* _Work to complete_
Each line from the one containing "Could you please point out the orange" to the last line of the listing below must be reproduced exactly, and nothing more.

* _Task inputs_
BEGIN

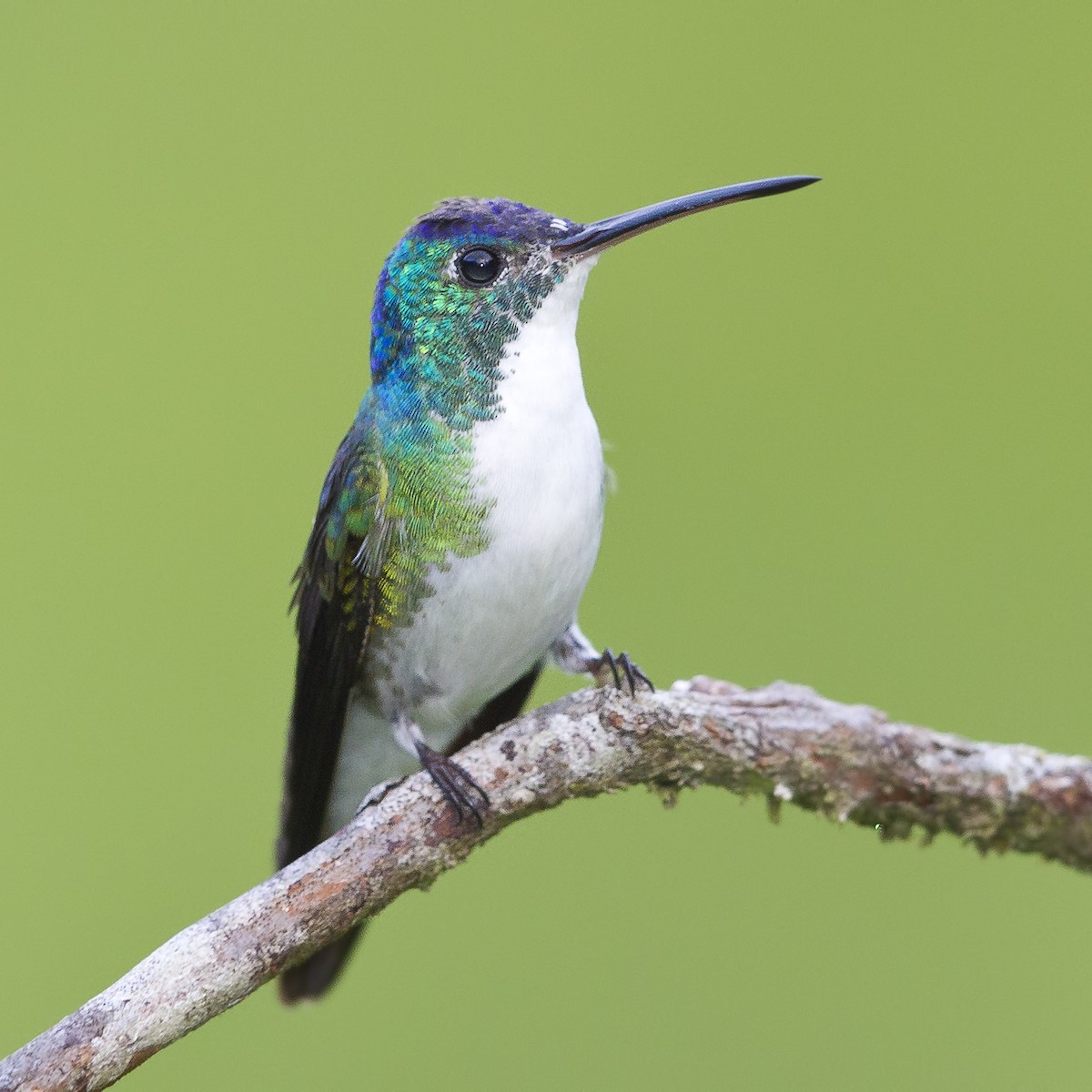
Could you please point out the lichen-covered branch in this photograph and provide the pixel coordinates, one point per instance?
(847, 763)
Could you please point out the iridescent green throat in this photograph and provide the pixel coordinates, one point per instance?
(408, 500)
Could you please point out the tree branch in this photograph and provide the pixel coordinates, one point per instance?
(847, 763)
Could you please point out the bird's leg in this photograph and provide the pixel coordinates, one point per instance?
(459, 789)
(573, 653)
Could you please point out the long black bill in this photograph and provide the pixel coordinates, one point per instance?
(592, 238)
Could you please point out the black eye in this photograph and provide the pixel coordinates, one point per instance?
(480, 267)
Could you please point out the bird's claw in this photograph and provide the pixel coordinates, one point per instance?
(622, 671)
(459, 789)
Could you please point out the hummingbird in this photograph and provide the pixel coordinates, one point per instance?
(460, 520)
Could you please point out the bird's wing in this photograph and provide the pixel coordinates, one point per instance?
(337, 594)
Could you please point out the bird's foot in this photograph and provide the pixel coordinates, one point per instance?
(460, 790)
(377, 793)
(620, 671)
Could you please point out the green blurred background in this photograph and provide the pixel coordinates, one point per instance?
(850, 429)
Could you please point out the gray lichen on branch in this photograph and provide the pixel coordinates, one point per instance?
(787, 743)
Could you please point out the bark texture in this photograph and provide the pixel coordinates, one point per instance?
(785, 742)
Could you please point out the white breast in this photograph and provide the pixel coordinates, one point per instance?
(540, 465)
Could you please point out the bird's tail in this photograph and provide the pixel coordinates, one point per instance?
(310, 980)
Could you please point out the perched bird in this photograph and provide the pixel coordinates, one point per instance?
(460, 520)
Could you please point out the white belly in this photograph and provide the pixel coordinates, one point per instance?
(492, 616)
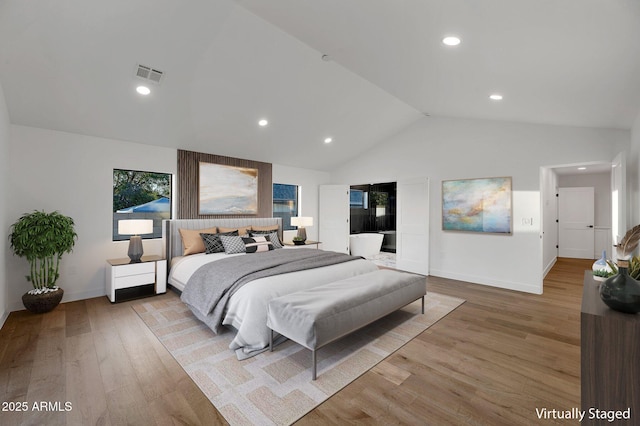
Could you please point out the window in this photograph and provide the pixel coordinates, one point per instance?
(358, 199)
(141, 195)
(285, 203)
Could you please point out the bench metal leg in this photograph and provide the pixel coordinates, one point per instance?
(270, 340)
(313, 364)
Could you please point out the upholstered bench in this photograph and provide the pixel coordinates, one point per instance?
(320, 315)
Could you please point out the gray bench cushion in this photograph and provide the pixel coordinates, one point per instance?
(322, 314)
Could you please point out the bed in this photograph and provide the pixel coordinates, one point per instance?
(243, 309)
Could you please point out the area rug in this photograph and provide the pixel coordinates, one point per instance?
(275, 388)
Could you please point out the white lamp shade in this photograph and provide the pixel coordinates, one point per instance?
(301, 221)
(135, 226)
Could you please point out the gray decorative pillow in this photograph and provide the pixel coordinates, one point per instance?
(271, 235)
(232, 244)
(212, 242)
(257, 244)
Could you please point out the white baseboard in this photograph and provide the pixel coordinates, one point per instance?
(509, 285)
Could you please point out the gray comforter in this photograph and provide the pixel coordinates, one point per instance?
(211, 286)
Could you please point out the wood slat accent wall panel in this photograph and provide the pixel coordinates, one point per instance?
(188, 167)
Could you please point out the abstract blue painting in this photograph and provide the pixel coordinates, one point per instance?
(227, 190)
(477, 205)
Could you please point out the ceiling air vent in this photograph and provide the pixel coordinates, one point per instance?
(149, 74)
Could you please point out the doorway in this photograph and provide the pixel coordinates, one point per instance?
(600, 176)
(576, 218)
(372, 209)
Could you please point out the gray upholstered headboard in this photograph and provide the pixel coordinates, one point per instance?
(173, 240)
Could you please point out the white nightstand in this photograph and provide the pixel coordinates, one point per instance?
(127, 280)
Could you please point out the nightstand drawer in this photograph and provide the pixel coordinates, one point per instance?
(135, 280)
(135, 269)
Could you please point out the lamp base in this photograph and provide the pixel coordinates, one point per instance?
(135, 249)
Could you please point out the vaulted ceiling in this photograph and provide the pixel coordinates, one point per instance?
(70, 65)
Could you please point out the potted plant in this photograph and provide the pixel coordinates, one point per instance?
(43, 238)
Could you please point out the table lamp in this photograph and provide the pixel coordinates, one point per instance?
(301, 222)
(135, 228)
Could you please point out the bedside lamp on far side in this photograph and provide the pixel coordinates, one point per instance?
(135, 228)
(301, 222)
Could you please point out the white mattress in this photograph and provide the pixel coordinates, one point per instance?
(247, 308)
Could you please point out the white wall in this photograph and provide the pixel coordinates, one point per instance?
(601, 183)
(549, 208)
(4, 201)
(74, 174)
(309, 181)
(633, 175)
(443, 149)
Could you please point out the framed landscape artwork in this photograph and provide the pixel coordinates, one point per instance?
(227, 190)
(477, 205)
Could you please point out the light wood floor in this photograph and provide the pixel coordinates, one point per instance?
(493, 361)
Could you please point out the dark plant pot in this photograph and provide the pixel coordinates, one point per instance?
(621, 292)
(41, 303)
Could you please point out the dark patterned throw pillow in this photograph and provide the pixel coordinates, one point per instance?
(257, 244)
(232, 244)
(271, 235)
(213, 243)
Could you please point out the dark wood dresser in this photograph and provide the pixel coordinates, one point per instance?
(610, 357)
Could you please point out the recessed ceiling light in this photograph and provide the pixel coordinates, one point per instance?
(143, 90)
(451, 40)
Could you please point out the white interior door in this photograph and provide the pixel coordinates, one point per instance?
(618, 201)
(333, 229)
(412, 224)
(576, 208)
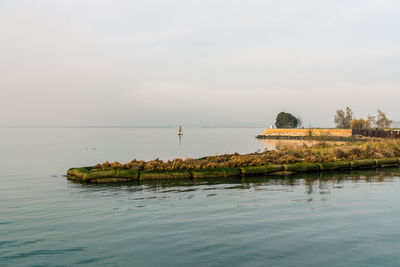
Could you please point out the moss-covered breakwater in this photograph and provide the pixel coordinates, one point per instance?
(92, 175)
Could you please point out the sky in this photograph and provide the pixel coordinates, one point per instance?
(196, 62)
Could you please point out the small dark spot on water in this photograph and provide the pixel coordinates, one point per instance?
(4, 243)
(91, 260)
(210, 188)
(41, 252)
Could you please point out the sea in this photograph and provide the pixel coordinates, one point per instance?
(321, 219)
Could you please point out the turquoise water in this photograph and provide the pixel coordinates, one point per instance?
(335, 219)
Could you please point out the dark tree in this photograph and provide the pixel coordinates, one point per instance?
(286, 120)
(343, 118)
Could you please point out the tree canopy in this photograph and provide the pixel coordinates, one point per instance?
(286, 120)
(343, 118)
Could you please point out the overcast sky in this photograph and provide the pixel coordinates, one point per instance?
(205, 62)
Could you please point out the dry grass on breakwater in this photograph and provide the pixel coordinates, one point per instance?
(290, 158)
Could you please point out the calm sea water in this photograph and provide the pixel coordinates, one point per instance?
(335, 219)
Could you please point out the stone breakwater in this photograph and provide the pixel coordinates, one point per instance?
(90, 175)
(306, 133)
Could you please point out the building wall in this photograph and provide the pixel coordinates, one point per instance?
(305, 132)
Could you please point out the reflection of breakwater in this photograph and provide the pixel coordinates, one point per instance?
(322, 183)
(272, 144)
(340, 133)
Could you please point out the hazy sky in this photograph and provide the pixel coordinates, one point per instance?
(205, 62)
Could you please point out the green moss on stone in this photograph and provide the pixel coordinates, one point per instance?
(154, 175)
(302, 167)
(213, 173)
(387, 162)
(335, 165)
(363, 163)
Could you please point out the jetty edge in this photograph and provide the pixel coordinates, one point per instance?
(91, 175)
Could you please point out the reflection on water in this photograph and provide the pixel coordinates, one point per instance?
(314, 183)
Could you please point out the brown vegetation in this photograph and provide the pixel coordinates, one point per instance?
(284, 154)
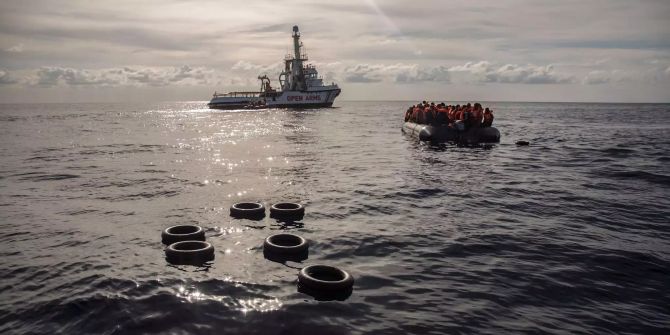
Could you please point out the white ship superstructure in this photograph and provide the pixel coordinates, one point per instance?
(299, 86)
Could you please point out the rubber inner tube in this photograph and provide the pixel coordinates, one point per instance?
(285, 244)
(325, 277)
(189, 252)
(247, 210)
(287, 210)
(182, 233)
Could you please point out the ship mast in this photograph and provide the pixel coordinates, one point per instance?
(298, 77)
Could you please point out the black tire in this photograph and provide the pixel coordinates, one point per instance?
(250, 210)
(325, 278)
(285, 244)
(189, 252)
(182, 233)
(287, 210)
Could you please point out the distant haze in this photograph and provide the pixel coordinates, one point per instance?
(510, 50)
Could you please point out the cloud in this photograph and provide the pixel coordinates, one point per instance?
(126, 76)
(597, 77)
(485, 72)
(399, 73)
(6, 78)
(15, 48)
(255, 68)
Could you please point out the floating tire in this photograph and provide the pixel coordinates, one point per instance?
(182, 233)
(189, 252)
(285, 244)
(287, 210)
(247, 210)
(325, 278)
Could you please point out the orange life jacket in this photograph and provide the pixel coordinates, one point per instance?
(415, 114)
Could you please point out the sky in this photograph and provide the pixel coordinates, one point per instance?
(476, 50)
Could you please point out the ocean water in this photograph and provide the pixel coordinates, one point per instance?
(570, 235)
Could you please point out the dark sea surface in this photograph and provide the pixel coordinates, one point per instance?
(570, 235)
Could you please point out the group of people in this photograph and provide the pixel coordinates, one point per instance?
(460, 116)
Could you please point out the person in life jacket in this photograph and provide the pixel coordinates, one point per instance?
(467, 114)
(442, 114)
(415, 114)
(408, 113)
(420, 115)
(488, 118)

END

* _Output for this exercise_
Could you please point out the orange life jacket in this photograph and provide the pixel coordinates, one point per instance?
(415, 114)
Could you please point out the sky in this photograph and provide the pixel coordinates, one point per instance?
(476, 50)
Could you please point out the ocean water in this photograph and provide the pixel coordinates, one point per instance?
(570, 235)
Could you please point out the dark sea surface in this photograph and provide the pixel coordinates, one point per instance?
(570, 235)
Could you please point out the group of people in this photograph and provide the pixel coordinates, one point per instance?
(460, 116)
Could you please point out the person in life jacket in this photograph and provide the pixel coordinates, one point per instance?
(467, 114)
(442, 114)
(415, 114)
(408, 113)
(420, 115)
(488, 118)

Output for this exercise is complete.